* _What the task requires_:
State how many lines in the rows below contain the string "plaque", counting only matches with the same case. Reply with the number alone.

Image box annotation records:
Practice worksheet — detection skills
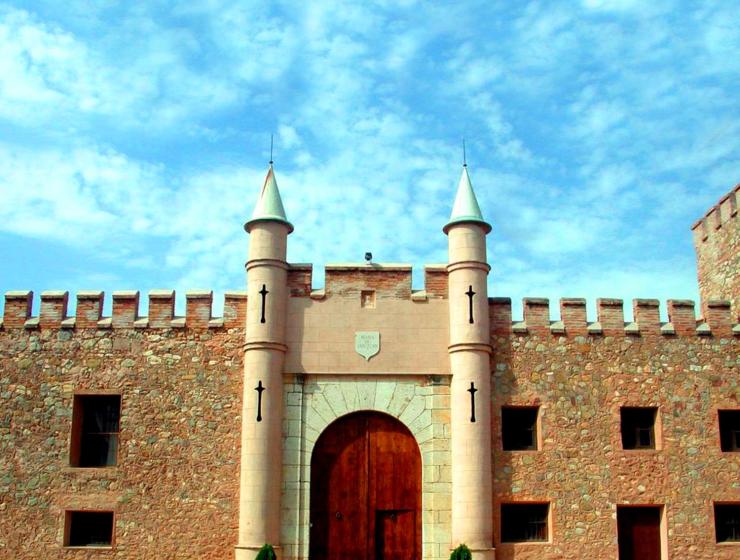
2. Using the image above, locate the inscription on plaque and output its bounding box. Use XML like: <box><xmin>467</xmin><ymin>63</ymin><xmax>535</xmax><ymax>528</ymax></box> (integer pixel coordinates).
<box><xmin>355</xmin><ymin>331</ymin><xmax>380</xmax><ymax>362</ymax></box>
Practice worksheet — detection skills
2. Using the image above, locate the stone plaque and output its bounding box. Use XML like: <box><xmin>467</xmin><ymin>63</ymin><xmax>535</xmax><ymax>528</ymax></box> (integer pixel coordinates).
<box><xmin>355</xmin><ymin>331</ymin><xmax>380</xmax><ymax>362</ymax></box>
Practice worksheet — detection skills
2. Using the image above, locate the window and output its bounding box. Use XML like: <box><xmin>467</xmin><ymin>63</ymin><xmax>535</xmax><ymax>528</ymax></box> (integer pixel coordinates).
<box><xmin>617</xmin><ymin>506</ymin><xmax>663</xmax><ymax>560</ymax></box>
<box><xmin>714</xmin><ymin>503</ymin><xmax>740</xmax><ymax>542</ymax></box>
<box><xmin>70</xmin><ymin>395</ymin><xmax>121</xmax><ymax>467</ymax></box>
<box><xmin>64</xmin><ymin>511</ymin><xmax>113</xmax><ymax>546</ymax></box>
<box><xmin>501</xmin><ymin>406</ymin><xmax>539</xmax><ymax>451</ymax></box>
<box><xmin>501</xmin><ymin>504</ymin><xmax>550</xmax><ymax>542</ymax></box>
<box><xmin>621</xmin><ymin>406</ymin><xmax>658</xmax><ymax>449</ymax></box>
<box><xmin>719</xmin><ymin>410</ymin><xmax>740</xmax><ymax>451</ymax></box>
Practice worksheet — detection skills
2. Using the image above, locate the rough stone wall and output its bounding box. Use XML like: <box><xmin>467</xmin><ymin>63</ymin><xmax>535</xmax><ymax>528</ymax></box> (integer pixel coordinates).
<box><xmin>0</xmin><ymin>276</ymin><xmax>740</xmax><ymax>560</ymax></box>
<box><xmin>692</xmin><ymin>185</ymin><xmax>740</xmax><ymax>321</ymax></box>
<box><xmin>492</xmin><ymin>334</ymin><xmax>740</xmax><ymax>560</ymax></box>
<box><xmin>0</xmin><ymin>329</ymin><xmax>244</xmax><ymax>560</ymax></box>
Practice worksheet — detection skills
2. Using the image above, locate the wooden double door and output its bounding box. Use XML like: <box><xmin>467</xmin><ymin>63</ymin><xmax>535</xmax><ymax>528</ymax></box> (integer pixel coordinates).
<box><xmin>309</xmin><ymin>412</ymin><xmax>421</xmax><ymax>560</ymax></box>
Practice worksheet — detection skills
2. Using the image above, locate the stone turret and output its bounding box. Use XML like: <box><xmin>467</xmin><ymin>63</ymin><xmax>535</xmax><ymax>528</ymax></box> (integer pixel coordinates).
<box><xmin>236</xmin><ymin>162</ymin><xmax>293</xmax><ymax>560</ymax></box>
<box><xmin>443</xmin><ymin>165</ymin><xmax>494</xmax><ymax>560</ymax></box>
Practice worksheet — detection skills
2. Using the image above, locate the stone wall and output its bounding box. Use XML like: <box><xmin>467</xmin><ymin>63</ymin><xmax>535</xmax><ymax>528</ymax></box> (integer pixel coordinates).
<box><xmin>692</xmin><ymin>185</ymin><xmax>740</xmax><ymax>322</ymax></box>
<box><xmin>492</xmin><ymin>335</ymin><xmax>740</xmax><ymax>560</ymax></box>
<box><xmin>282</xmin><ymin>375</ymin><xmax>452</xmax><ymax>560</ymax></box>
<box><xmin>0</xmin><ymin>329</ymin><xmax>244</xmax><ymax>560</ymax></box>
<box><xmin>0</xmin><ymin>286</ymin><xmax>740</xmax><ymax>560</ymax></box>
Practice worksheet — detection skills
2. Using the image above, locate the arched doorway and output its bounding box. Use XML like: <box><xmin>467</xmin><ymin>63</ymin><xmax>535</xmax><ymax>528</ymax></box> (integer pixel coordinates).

* _Result below_:
2